- _What is being asked_
Please copy the data from its start through the line that holds "[0, 0, 100, 100]", inclusive, swapping "mark" for "outline" and leaving everything else unchanged. Omit the pictures from your answer.

(Dataset rows)
▶

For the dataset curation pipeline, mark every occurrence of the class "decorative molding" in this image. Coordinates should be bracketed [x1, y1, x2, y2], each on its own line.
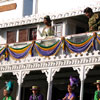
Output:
[42, 68, 60, 83]
[0, 3, 17, 12]
[0, 4, 100, 28]
[73, 65, 94, 81]
[13, 71, 30, 84]
[0, 72, 2, 77]
[0, 51, 100, 73]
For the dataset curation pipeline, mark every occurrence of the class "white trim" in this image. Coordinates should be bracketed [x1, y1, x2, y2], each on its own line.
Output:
[0, 6, 100, 28]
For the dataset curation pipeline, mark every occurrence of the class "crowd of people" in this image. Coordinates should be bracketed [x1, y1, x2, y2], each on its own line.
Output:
[2, 77, 100, 100]
[2, 7, 100, 100]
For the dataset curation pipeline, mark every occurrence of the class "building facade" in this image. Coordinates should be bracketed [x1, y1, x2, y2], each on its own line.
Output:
[0, 0, 100, 100]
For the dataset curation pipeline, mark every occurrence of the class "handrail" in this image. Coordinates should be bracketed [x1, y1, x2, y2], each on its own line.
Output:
[0, 31, 100, 47]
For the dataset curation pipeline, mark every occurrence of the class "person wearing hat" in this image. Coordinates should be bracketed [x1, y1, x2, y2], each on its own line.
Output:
[29, 86, 43, 100]
[39, 15, 54, 38]
[84, 7, 100, 32]
[2, 81, 14, 100]
[94, 80, 100, 100]
[62, 84, 75, 100]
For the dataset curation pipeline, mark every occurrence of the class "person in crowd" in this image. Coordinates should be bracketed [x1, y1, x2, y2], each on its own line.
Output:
[84, 7, 100, 32]
[94, 80, 100, 100]
[62, 84, 75, 100]
[2, 81, 14, 100]
[40, 15, 54, 38]
[29, 86, 43, 100]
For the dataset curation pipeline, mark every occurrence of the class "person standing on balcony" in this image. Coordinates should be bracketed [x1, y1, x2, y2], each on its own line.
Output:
[2, 81, 14, 100]
[29, 86, 43, 100]
[94, 80, 100, 100]
[84, 7, 100, 32]
[39, 15, 54, 38]
[62, 85, 75, 100]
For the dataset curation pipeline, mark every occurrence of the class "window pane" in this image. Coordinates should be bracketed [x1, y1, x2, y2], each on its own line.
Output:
[7, 31, 16, 43]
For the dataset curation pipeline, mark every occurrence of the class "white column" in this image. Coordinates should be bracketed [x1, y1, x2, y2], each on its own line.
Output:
[42, 68, 60, 100]
[62, 21, 66, 36]
[47, 68, 53, 100]
[33, 0, 38, 15]
[80, 66, 85, 100]
[13, 71, 30, 100]
[16, 30, 19, 42]
[73, 65, 94, 100]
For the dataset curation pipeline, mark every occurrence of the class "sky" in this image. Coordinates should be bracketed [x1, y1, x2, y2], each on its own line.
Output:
[38, 0, 100, 13]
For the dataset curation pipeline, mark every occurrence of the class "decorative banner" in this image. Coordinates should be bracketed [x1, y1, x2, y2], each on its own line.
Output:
[35, 41, 61, 56]
[65, 37, 93, 53]
[0, 33, 100, 61]
[8, 44, 33, 59]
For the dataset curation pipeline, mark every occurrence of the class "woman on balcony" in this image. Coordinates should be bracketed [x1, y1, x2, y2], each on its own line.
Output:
[2, 81, 14, 100]
[41, 15, 54, 38]
[62, 85, 75, 100]
[29, 86, 43, 100]
[38, 15, 56, 46]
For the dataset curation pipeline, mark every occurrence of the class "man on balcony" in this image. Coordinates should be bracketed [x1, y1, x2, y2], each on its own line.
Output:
[84, 7, 100, 32]
[29, 86, 43, 100]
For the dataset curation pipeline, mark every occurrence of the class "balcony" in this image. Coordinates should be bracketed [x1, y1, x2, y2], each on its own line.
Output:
[0, 32, 100, 100]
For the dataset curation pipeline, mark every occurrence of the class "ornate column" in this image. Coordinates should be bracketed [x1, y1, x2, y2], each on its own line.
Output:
[13, 71, 30, 100]
[0, 72, 2, 77]
[42, 68, 60, 100]
[73, 65, 94, 100]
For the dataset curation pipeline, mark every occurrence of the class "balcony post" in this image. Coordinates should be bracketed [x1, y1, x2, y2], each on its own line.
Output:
[42, 68, 60, 100]
[73, 65, 94, 100]
[13, 71, 30, 100]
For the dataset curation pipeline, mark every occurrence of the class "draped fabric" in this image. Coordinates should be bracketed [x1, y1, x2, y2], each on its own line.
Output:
[0, 34, 100, 61]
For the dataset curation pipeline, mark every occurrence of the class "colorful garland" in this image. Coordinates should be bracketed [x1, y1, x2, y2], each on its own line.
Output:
[0, 32, 100, 60]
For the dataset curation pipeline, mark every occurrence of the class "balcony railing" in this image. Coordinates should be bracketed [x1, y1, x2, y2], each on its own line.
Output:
[0, 32, 100, 61]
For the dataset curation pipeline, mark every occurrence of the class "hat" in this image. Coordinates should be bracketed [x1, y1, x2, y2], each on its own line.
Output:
[31, 86, 39, 90]
[94, 80, 100, 84]
[5, 81, 13, 91]
[44, 15, 51, 22]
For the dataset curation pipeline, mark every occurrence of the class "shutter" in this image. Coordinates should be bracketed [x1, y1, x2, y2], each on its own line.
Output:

◀

- _Solution_
For the dataset curation pipeline, outline every occurrence of the class "decorative molding" in this image. Coordinates should be bracketed [x1, y1, x2, y2], each on its own line.
Output:
[42, 68, 60, 83]
[0, 3, 17, 12]
[0, 4, 100, 28]
[73, 65, 94, 81]
[13, 71, 30, 84]
[0, 72, 2, 77]
[0, 51, 100, 73]
For the dataset curation pipeline, outline every occurrence of the class "white trim" in this image. Coordinates should be bracketed [x1, y1, x2, y2], each on its own line.
Output:
[0, 6, 100, 28]
For the dataset curation pipeline, outline every occurrence of the class "crowd of people" in this image. Coordinates should be bracketed [x1, y1, x2, y2], each on its own line.
Output:
[2, 77, 100, 100]
[2, 7, 100, 100]
For the dataset curation pipeline, outline every occurrence of the class "building facade" in this image. Coordinates should be bracketed [x1, y1, x2, y2], each on its own line.
Output:
[0, 0, 100, 100]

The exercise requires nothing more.